> **Stored rows**

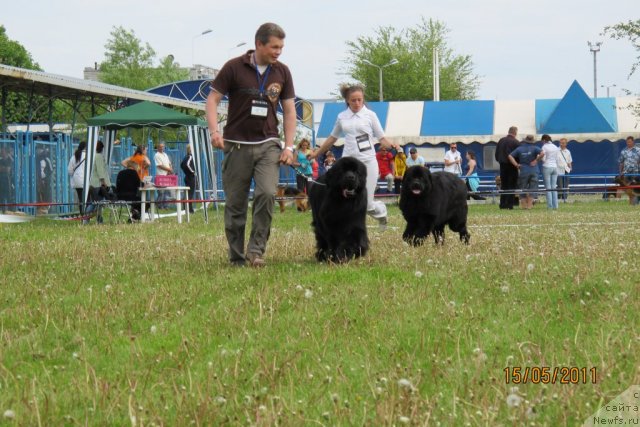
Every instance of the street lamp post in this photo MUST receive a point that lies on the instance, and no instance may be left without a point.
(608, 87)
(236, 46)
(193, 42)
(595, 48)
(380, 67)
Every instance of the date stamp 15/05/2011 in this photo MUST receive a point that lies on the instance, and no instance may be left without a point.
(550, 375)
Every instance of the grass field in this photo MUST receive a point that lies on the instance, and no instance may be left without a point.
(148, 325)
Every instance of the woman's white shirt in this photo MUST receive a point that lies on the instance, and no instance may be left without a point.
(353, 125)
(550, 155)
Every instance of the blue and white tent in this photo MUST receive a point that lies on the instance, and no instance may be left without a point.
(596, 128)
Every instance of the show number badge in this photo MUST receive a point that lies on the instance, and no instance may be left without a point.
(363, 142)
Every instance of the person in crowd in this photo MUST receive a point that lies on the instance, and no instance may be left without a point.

==

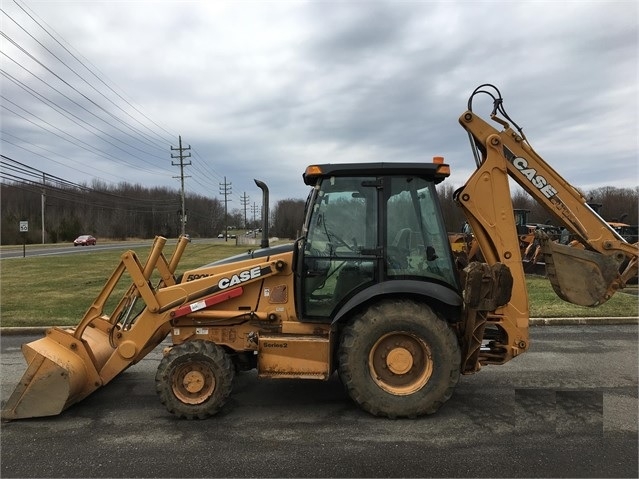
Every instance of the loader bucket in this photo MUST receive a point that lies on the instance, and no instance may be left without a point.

> **Task directions**
Copy out each line of the records above that contains the string "white", with case counting.

> **Right answer**
Every instance of the woman's white shirt in this photo MUST receive a point that lies on the instance, and no instance may be left without a point.
Every instance of the blue and white tent in this photo MUST receive a point that lies on the instance, and no instance may be left without a point.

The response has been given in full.